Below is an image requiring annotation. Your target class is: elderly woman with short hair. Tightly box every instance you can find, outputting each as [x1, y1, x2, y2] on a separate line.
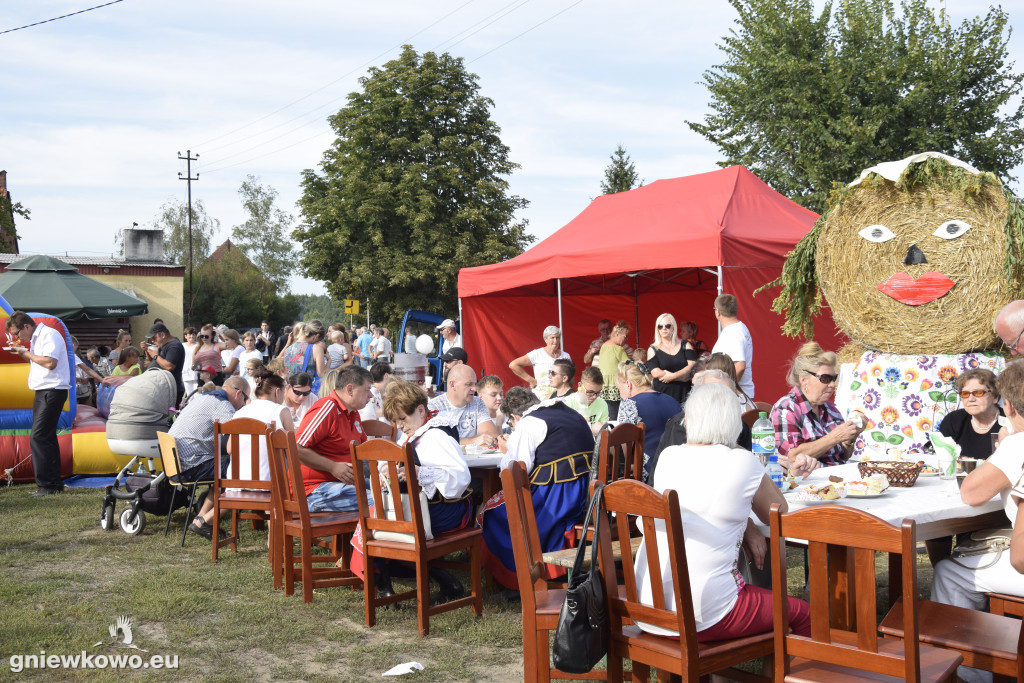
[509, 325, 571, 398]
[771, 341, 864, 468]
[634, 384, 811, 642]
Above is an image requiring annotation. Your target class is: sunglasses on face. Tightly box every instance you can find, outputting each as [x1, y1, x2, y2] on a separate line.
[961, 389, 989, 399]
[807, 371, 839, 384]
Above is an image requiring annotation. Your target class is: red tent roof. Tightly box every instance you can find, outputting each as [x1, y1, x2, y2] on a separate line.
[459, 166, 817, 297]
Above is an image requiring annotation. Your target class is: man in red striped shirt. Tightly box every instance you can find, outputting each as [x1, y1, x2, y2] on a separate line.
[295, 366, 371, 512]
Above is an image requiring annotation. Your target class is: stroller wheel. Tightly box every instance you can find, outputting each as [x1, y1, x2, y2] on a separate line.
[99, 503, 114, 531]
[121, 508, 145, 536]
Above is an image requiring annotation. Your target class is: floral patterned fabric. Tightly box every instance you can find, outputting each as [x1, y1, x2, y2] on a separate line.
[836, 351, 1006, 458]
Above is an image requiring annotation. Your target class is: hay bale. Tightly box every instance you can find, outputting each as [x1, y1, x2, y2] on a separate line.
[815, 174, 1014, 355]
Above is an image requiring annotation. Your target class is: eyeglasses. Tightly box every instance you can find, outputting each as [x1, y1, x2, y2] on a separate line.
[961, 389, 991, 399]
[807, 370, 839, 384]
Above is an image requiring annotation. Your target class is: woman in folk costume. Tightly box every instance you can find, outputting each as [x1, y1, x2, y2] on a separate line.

### Short exercise
Retype all of the entries above verbatim, from the first line to the last, and omit the picture.

### Output of the exercise
Below is an image requiring annotation. Your target class is: elderly woman with short hair. Tightly box every instance you can find, outputting each as [x1, y1, x2, y2] on a separate line.
[509, 325, 571, 398]
[771, 341, 864, 468]
[634, 384, 811, 642]
Above is an image requiring annotation. Your target class is: sunglasses on face. Tightly box every instance you can find, outputting each as [x1, y1, x2, y2] on a separate line.
[961, 389, 989, 399]
[807, 371, 839, 384]
Above is an image requiring annotation. Your target class is: red tent roof. Tightly box every instance you can find, outputting each as [x1, y1, x2, y2] on a separate line.
[459, 166, 817, 297]
Above is an image requiring annotation. Your target class is: man in red striped shirt. Tightly box every instance you can find, outputting each as [x1, y1, x2, y2] on a separate line.
[295, 366, 371, 512]
Above is an image requiring annotation. Your target class is: stroller wheel. Tightly box every instance you can find, outputting each as [x1, y1, x2, y2] on a separate line.
[99, 503, 114, 531]
[121, 508, 145, 536]
Above is an image requiring annotation. Your target class is: floral patterned fabric. Tightly box every instance you can find, outputting each as [x1, y1, x2, y2] on a separate line.
[836, 351, 1006, 458]
Above is an image requiring annotation. Your target class is: hay bale. Tightly box every instance you can find, outputting each as [x1, y1, x2, y2] on a separate line.
[815, 174, 1014, 355]
Above is an image requiring annotation. Your target class is: eyeglasses. Tightly box every instance you can find, outputting each as [x1, y1, x2, y2] on a separate line.
[961, 389, 991, 399]
[807, 370, 839, 384]
Above is an image requiring annotation. Your target class is: woman in folk costume. Tightly box every instance you can find, outputting each as [x1, y1, x2, y2] on a separate line.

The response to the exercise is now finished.